Raw data:
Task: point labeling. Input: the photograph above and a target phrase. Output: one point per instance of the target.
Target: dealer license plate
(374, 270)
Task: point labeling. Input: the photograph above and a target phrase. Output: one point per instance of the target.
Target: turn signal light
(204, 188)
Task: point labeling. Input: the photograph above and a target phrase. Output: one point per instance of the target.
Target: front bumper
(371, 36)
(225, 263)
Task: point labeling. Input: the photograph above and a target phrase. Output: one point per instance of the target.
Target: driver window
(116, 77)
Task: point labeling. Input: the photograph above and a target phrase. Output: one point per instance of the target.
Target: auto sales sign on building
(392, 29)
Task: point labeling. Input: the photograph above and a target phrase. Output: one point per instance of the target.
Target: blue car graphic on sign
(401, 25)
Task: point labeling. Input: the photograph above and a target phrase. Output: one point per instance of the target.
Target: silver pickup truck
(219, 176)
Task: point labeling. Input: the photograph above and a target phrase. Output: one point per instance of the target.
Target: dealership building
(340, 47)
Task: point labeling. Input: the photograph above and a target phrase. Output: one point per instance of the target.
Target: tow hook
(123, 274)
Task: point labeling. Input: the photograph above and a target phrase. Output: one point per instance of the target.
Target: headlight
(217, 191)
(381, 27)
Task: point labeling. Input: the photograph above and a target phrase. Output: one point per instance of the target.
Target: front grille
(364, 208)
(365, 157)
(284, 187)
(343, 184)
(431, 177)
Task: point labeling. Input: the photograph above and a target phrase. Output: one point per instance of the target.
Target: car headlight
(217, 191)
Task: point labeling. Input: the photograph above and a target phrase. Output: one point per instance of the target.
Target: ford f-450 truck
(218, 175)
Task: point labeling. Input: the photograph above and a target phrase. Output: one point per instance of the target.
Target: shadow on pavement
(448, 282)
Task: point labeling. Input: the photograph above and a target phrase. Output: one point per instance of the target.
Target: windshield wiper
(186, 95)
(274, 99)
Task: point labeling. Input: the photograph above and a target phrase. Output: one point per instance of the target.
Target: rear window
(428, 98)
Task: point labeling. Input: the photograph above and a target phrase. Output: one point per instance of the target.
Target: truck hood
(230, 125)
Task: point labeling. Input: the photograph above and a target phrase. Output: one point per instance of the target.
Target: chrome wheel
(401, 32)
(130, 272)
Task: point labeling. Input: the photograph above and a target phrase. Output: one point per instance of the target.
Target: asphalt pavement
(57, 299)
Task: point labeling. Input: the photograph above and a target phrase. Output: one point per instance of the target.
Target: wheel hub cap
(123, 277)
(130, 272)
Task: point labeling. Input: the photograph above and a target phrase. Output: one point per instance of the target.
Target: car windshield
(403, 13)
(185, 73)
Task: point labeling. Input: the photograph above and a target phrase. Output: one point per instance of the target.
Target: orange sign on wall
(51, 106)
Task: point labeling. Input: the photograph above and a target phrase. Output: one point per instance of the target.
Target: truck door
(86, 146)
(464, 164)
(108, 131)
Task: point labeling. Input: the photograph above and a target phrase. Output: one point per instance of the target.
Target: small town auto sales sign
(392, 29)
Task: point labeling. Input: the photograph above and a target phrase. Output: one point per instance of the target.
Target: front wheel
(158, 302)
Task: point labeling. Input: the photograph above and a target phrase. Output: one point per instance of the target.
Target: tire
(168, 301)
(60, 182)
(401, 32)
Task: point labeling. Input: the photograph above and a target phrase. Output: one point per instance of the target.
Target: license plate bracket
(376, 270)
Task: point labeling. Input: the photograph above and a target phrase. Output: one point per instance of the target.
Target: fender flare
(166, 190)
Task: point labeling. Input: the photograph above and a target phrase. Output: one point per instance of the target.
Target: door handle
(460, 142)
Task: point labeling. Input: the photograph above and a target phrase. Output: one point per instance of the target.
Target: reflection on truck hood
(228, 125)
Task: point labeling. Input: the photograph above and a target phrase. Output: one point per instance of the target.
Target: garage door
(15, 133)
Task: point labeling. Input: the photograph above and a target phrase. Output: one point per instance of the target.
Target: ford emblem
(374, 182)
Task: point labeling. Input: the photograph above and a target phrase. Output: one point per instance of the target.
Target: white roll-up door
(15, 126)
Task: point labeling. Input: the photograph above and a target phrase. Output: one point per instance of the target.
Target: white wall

Exercise description:
All entries should be given again precisely as they appear above.

Result of the exercise:
Task: point labeling. Input: the photograph above and a target phrase. Output: one point per instance of the target.
Target: dealer license plate
(374, 270)
Task: point labeling. Input: the photograph above and a target phrase. Output: one point per instance of the target.
Target: turn signal light
(204, 188)
Task: point labeling. Input: the photograph above and a target phrase. Output: one point per instance of the target.
Target: front bumper
(371, 36)
(225, 263)
Task: point labeling. Input: the photograph above and a target phrase. Output: one point per instance of the target.
Target: driver window
(116, 77)
Task: point labeling. Input: the photograph above and a target phrase. Output: one point per instance of the target.
Target: auto sales sign on building
(392, 29)
Task: point labeling. Input: the photograph above and a target phrase. Output: one point per instance of the target.
Target: blue car graphic on sign
(401, 25)
Task: point labeling. Input: the photograph above and a target phrase. Output: one point per instance of the target.
Target: silver pickup truck
(219, 176)
Task: point labeling. Input: the photograph above and a target phrase. Output: one point per instance of the target.
Target: dealership building
(340, 47)
Task: point labeling. Input: the photograph above and a target phrase. Output: one point per instance of the target.
Target: tow hook
(123, 274)
Task: point labeling. Input: the photograph above and a target phrase. Output: one point per instance of the target.
Target: headlight
(217, 191)
(381, 27)
Task: point labeling. Input: the photograph above and a target phrase. Output: one point per instance of the target.
Target: front grille
(364, 208)
(365, 157)
(284, 187)
(343, 184)
(431, 177)
Task: point labeling. Input: the photograph above and a target phrase. Output: one point per instance of the target.
Target: car headlight
(217, 191)
Task: point labeling. Input: the photograph above and a target phrase. Output: one point per instance of the target.
Target: ford f-450 truck
(218, 175)
Task: point labeling. Input: the photograph above and a target phrase. Output: one point per instance of the target.
Target: shadow on pavement
(448, 282)
Task: point labeling. Input: the photograph above and a target phrase. Output: one point per instance of the target.
Target: windshield wiper
(186, 95)
(274, 99)
Task: point labeling. Input: the photograph above and a target phrase. Output: one point per instance of the target.
Target: rear window
(428, 98)
Task: point labeling. Input: the photograph above and a target phrase. Output: one point per instance of the target.
Target: truck hood
(230, 125)
Task: point labeling. Input: the photograph above and a target phrase. Output: one point per instance of the target.
Target: chrome wheel
(401, 32)
(130, 272)
Task: point labeling. Input: the photograph above and a target phrase. Output: one point per instance of the target.
Target: asphalt pavement
(57, 299)
Task: point labeling. Input: the photograph above and a target phrase. Output: one point per instance of the target.
Target: wheel hub cap
(123, 277)
(130, 272)
Task: point labeling. Input: the photograph above and a target phrase. Output: one point per instance of the target.
Target: car windshield
(403, 13)
(185, 73)
Task: point labeling. Input: the photograph above and a target phrase. Output: one point per instance of the target.
Target: orange sign on wall
(51, 106)
Task: point labeling. Input: the photograph above and a target phrase. Output: one point per instance of the target.
Target: truck door
(86, 146)
(464, 164)
(108, 131)
Task: point labeling. Input: the photograph above and a target phrase. Output: one point per instance of the target.
Target: small town auto sales sign
(392, 29)
Task: point labeling. Input: the photograph above and a target phrase. Output: one point per instance of the target.
Target: front wheel
(158, 302)
Task: point labeling. Input: the photograph above and a target phrase. Output: one point per instance of the target.
Target: tire
(168, 301)
(60, 182)
(401, 32)
Task: point labeling. Input: the photograph above and a target phrase. Output: one point per instance of the target.
Target: license plate bracket
(376, 270)
Task: point labeling. Input: the photograph above and a target phrase. Output: one point per instance of the target.
Target: fender flare
(166, 190)
Task: point labeling. Input: the photograph above and a target phrase. Output: one point per instance of the target.
Target: door handle
(460, 142)
Task: point labeling. Input: the photograph above and a target phrase. Output: one point per instance of the target.
Target: reflection on truck hood
(228, 125)
Task: point labeling. Input: the photograph above and a target phrase. Output: one point per instance of the target.
Target: garage door
(15, 133)
Task: point labeling. Input: the photograph above and a target phrase. Output: one point per instance of the target.
Target: ford emblem
(374, 182)
Task: point labeling. Input: the photograph above and a target phrase. Output: one point per instance of the target.
Target: white roll-up door
(15, 126)
Task: point labeling. Input: the photograph above and a target phrase. Output: one point per instance of the target.
Target: white wall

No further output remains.